What to produce =
In the text on Canada's fiscal outlook, what condition makes a jurisdiction's finances count as sustainable?

Passage for review =
★ ★ ★ ★ ★ ★ ★

First a point of clarification. The PBO report uses the term “sustainability” with a specific technical meaning. If a jurisdiction’s debt-to-GDP ratio (a crucial measure of government indebtedness) is on track to remain steady or fall over the long term, that jurisdiction’s finances are determined to be sustainable. Conversely, if this ratio is projected to rise, finances are unsustainable.

So what’s changed?

Last year’s report in February showed that while Canada’s provinces were, taken together, fiscally unsustainable, a somewhat brighter long-run forecast on federal finances meant that the combined debt-to-GDP ratio of Canada’s two levels of government would decline slowly in the decades ahead without any policy change.

But this year’s report shows that, thanks primarily to a major deterioration in federal finances—including forecasted federal budget deficits until 2070—the combined provincial and federal outlook is now bleak.

Specifically, according to PBO projections, combined debt levels (relative to the size of the economy) will hover near current levels, which have been elevated by the pandemic, in the near term. After that, things are on track to get worse. The report projects that as Canada’s aging population puts more pressure on government budgets, the combined federal and provincial level of indebtedness (again, relative to the size of the economy) will continue to grow.

This turnaround in one year is alarming. The PBO official responsible for the report, Yves Giroux, summed up the issue clearly, stating that the combined unsustainability of Canada’s two senior levels of government represents “the big elephant in the room that nobody seems worried about or wanting to address.” Anyone watching the major party candidates on the campaign trail will likely agree with this assessment.

★ ★ ★ ★ ★ ★ ★

Data extracts =
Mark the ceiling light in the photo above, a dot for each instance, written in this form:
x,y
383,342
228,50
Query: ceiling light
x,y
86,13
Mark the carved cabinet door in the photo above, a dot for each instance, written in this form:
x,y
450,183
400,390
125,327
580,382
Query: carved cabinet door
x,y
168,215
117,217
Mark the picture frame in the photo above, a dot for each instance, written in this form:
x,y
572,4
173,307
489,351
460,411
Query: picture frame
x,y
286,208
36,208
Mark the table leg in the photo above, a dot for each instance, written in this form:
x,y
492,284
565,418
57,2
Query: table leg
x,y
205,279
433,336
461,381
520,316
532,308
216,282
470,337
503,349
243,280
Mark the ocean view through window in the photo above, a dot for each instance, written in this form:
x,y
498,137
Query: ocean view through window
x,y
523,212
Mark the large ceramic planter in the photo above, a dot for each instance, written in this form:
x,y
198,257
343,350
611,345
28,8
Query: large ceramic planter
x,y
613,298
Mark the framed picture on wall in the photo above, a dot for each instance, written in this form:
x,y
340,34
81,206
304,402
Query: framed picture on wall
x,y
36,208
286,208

★ ★ ★ ★ ★ ★ ★

Response =
Its debt-to-GDP ratio is on track to remain steady or fall over the long term.